| Exercise objective |
Rewrite the entries from the line containing "trace the outline of every instance of the parked" through the end, with "even-odd" changed to "nonzero" and nothing else altered. Give only those lines.

------ Records shown ------

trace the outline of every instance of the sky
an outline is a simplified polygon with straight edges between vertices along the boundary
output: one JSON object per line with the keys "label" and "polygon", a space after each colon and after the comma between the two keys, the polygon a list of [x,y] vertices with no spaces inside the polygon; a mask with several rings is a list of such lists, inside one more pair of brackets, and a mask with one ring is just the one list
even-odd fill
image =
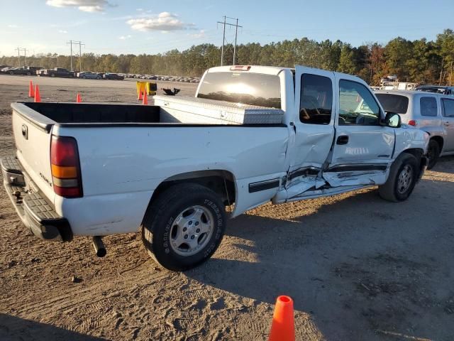
{"label": "sky", "polygon": [[[223,26],[217,21],[223,16],[238,18],[243,26],[238,43],[307,37],[358,46],[397,36],[435,40],[454,28],[454,0],[1,0],[0,5],[0,55],[17,55],[18,47],[28,55],[69,55],[70,40],[85,44],[82,53],[95,54],[220,45]],[[226,36],[233,43],[235,28],[227,26]]]}

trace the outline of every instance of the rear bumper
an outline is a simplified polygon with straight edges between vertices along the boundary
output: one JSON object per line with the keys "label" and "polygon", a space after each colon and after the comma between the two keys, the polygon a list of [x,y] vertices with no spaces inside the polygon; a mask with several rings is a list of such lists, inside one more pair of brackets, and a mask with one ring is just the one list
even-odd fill
{"label": "rear bumper", "polygon": [[72,231],[66,218],[60,217],[52,204],[39,190],[35,190],[31,180],[22,170],[15,156],[0,160],[0,168],[6,193],[23,224],[43,239],[70,242]]}

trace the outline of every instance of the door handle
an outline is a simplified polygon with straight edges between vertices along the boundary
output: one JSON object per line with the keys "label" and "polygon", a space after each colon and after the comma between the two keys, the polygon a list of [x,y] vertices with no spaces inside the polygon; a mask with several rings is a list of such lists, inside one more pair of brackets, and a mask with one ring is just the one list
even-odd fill
{"label": "door handle", "polygon": [[336,144],[347,144],[348,143],[348,136],[340,135],[339,137],[338,137],[336,143]]}

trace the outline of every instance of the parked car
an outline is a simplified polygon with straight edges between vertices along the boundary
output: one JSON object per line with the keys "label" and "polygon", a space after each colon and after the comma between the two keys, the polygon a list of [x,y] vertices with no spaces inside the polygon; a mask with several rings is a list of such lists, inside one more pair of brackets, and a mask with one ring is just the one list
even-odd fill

------

| Solution for this task |
trace the outline of every instance of the parked car
an outline is a simplified polygon with straight edges between vertices along the boundary
output: one JSON object per line with the keys "label" and "polygon", a space after each colon and after the comma between the two keys, the polygon a list of [x,y] vertices with no spaces inside the polygon; a mask with several rings is a list of such lists, inside one more pair of brackets, and a mask with one ring is just the one list
nonzero fill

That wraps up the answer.